Extrait à lire:

Léon
Trotsky : La Victoire de Staline
(25
février 1929)
[Source
Léon Trotsky, Œuvres 2e série, volume 3, février
1929 à mai 1929.
Institut Léon Trotsky, Paris 1989, p. 49-53,
voir des
annotations
là-bas]
Staline
a été élu secrétaire général quand Lénine vivait encore, en
1922. A cette époque, ce poste avait un caractère plus technique
que politique. Néanmoins, même alors, Lénine était opposé à la
candidature de Staline. C’est précisément à cette occasion qu’il
parla d’un cuisinier avec une préférence pour les plats épicés.
Mais Lénine céda sur ce point devant d’autres membres du bureau
politique, bien que sans grand enthousiasme : « Essayons et on
verra. »
La
maladie de Lénine modifia totalement la situation. Jusque-là,
Lénine était resté au levier central du pouvoir, dirigeant le
bureau politique. Le niveau secondaire du travail, celui de
l’application des décisions centrales, était confié à Staline
en tant que secrétaire général. Tous les autres membres du bureau
politique avaient des fonctions particulières.

Votre tâche: Recopiez le passage de l'extrait allant de « Mais Lénine céda » à « des fonctions particulières. » en changeant « levier » en « poste ». Les données n'interviennent pas dans ce travail.

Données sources
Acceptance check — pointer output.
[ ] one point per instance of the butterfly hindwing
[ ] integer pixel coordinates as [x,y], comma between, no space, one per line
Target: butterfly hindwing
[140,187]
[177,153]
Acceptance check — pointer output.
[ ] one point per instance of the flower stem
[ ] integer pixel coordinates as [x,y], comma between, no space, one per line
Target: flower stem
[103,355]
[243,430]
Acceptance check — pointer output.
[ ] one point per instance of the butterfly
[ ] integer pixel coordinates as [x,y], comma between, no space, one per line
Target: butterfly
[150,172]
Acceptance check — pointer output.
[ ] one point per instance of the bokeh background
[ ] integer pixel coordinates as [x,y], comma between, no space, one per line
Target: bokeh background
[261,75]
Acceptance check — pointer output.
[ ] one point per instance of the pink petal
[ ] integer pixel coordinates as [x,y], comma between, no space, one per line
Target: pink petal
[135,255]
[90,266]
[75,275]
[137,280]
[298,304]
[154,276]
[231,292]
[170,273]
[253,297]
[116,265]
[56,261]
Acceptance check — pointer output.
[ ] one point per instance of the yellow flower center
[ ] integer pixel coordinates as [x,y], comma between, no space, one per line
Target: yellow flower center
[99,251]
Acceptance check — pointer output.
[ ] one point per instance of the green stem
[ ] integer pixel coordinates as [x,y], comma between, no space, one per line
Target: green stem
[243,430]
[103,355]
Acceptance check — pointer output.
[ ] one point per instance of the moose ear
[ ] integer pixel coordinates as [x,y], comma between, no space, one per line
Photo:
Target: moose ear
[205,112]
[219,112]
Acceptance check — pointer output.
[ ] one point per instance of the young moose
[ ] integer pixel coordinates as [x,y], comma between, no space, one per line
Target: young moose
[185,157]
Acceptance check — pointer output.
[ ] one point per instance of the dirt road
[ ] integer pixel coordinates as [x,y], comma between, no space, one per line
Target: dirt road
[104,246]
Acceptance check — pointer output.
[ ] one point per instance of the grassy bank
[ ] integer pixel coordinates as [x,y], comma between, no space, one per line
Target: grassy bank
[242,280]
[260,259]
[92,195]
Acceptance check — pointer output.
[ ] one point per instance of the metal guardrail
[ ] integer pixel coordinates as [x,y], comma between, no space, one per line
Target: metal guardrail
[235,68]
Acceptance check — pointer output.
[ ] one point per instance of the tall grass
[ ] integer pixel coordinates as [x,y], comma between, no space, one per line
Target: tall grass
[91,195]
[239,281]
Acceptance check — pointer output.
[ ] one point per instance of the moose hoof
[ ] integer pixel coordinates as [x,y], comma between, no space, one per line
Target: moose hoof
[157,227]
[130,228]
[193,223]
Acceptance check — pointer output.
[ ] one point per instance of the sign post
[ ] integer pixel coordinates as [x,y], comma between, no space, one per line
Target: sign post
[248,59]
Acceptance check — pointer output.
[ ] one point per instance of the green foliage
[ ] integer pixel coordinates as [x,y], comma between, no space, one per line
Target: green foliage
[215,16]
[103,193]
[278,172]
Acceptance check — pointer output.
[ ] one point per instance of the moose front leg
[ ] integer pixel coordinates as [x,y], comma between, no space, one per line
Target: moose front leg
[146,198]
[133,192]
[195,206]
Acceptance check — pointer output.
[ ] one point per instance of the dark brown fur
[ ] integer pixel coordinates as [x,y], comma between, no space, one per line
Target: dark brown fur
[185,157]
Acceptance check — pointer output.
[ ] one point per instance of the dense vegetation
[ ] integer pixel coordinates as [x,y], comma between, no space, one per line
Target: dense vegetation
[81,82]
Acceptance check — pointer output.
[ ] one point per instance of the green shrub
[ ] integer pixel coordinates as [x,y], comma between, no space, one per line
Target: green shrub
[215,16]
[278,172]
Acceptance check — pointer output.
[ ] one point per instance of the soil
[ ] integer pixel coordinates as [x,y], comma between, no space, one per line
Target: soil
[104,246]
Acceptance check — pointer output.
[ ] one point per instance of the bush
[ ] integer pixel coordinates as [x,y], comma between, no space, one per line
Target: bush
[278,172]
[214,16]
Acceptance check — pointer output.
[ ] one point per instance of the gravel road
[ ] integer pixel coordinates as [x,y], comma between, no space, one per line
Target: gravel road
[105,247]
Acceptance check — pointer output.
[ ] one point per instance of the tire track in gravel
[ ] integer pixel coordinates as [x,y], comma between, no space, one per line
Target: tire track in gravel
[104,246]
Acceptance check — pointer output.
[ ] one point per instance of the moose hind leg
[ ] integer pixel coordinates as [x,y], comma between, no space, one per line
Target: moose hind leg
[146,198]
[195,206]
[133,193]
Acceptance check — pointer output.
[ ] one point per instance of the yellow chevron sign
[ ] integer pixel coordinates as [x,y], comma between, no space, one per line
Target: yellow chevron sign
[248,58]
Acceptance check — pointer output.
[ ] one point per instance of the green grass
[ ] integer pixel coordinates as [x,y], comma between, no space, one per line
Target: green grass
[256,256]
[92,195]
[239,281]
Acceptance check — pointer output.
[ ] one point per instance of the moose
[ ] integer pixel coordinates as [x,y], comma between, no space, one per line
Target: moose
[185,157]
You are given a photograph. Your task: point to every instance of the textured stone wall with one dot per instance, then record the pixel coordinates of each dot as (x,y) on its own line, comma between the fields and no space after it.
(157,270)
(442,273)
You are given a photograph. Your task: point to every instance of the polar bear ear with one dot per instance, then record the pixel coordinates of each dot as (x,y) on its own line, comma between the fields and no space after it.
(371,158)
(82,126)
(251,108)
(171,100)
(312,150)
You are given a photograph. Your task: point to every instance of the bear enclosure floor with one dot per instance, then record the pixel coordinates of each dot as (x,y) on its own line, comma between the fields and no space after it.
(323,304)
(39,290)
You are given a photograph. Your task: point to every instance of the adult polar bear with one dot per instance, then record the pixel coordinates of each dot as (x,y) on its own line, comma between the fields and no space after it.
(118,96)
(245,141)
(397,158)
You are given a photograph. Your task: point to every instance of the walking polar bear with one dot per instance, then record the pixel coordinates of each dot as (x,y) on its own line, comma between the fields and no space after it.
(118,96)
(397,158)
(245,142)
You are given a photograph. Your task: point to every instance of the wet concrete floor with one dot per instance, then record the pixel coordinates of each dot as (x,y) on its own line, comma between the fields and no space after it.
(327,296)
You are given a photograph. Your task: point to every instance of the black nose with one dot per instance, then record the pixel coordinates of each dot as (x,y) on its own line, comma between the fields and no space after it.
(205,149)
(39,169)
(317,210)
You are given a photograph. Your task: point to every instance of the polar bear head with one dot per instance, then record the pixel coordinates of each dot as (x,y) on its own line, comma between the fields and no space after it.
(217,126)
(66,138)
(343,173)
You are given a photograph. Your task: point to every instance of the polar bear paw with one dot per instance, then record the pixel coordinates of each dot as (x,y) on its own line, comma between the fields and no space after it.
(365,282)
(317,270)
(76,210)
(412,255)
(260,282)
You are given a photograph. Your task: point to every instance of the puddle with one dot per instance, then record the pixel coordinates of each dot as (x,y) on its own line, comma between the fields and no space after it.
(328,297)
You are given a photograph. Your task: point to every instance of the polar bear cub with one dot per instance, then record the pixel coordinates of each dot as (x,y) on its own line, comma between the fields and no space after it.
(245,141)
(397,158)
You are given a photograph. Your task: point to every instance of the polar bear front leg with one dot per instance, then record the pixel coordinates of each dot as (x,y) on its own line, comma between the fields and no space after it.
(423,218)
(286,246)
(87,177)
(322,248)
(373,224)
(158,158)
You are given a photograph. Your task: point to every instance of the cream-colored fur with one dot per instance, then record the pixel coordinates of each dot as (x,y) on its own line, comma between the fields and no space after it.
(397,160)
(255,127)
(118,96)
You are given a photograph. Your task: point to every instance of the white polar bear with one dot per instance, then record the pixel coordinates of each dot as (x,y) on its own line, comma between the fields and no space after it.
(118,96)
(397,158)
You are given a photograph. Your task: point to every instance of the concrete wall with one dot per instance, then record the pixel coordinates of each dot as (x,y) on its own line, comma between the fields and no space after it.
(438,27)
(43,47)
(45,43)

Résultat ci-dessous:
Mais Lénine céda sur ce point devant d’autres membres du bureau
politique, bien que sans grand enthousiasme : « Essayons et on
verra. »
La
maladie de Lénine modifia totalement la situation. Jusque-là,
Lénine était resté au poste central du pouvoir, dirigeant le
bureau politique. Le niveau secondaire du travail, celui de
l’application des décisions centrales, était confié à Staline
en tant que secrétaire général. Tous les autres membres du bureau
politique avaient des fonctions particulières.